Rowan University broke ground in early October on the region’s newest museum, a world-class destination that will explore the distant, local past around themes of a more sustainable future.
Designed with world-renowned architects and experience design firms, the $73 million, 44,000-square-foot Jean & Ric Edelman Fossil Park Museum was inspired by the deep-time perspective that the fossil record offers. Set into the 65-acre Fossil Park, the museum will perch above a four-acre former marl quarry where 66-million-year-old marine and terrestrial fossils record the last moments of the dinosaur world. The museum is projected to open in May 2023.
Research at the site, which Rowan purchased from the Inversand Company in 2015, is led by Dr. Kenneth Lacovara, founding dean of the School of Earth & Environment and director of the Jean & Ric Edelman Fossil Park. Already, that research is shedding light on ancient events that led to the world’s fifth mass extinction, a calamitous die-off in which most dinosaurs (except birds) and 75% of other species went extinct.
World-class museum
Within the museum’s exhibit halls, visitors will be transported back to a time when dinosaurs roamed the coast, and fearsome mosasaurs, giant sea turtles and crocodiles patrolled the sea. Lacovara said the museum will also provide opportunities for the exploration of contemporary times, in particular the rapidly worsening climate and biodiversity crises.
“We are building a museum like no other, on a fossil site of global importance that will connect visitors to the ancient past, to the thrill of discovery and to Rowan University,” Lacovara said before the groundbreaking.
Guests will be astounded, he said, from the moment they enter the lobby, where they’ll see “skeletal reconstructions of creatures that existed right here, 66 million years ago.”
Visitors will enter land and sea galleries of the Late Cretaceous worlds and wonder at the hyper-local focus, like a recreated Brontosaurus, the first discovered tyrannosaur, which was found just a mile from the Fossil Park site in 1866, and a 53-foot mosasaur, like one discovered at the site, “that swam through the seas, right where you are sitting.”
The Hall of Cretaceous Seas will feature a vast collection of marine recreations, including dozens by world-renowned paleo sculptor Gary Staab. While the Hall of Extinction & Hope will enable visitors to experience the demise of the dinosaurs, to immerse themselves in knowledge about the ongoing climate and biodiversity crises, and to explore a network of resources to take action about them.

-- -- --

**Problems to solve**
**a.** According to the fossil park museum article, what is the museum's size in square feet?
**b.** Reproduce everything in the fossil park museum article from "Rowan University broke" down to "in May 2023.".

**Point localization data**
-- -- --

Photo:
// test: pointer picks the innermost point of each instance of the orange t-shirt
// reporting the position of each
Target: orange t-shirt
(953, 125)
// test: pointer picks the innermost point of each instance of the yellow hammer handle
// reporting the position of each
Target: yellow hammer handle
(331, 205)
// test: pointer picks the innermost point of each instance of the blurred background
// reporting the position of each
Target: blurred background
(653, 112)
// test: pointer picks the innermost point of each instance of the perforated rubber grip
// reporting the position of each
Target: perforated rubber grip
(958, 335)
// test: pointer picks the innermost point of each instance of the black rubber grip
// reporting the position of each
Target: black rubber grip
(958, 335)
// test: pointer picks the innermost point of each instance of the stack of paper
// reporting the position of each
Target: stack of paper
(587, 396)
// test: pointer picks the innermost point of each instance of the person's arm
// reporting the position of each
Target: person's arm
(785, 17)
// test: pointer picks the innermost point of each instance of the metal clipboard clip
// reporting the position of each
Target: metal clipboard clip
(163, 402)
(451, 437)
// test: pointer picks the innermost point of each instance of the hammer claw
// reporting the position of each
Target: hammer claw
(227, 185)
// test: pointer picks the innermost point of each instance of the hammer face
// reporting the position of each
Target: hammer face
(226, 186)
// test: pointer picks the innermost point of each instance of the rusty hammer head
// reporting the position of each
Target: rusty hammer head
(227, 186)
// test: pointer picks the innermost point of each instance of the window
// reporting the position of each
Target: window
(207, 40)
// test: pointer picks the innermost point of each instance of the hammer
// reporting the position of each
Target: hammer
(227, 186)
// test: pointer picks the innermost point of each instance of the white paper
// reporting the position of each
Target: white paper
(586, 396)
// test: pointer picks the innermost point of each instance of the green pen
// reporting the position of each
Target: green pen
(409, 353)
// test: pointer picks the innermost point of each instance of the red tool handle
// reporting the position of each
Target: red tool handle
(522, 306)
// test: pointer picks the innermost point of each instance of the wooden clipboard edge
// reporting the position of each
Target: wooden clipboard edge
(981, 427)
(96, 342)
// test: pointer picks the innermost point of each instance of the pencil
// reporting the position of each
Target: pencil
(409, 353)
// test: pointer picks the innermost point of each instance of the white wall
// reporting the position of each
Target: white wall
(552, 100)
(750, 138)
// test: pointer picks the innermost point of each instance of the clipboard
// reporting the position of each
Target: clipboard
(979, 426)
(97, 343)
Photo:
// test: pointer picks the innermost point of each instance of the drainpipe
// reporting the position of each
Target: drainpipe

-- -- --

**Outputs by task**
**a.** 44,000 square feet

**b.**
Rowan University broke ground in early October on the region’s newest museum, a world-class destination that will explore the distant, local past around themes of a more sustainable future.
Designed with world-renowned architects and experience design firms, the $73 million, 44,000-square-foot Jean & Ric Edelman Fossil Park Museum was inspired by the deep-time perspective that the fossil record offers. Set into the 65-acre Fossil Park, the museum will perch above a four-acre former marl quarry where 66-million-year-old marine and terrestrial fossils record the last moments of the dinosaur world. The museum is projected to open in May 2023.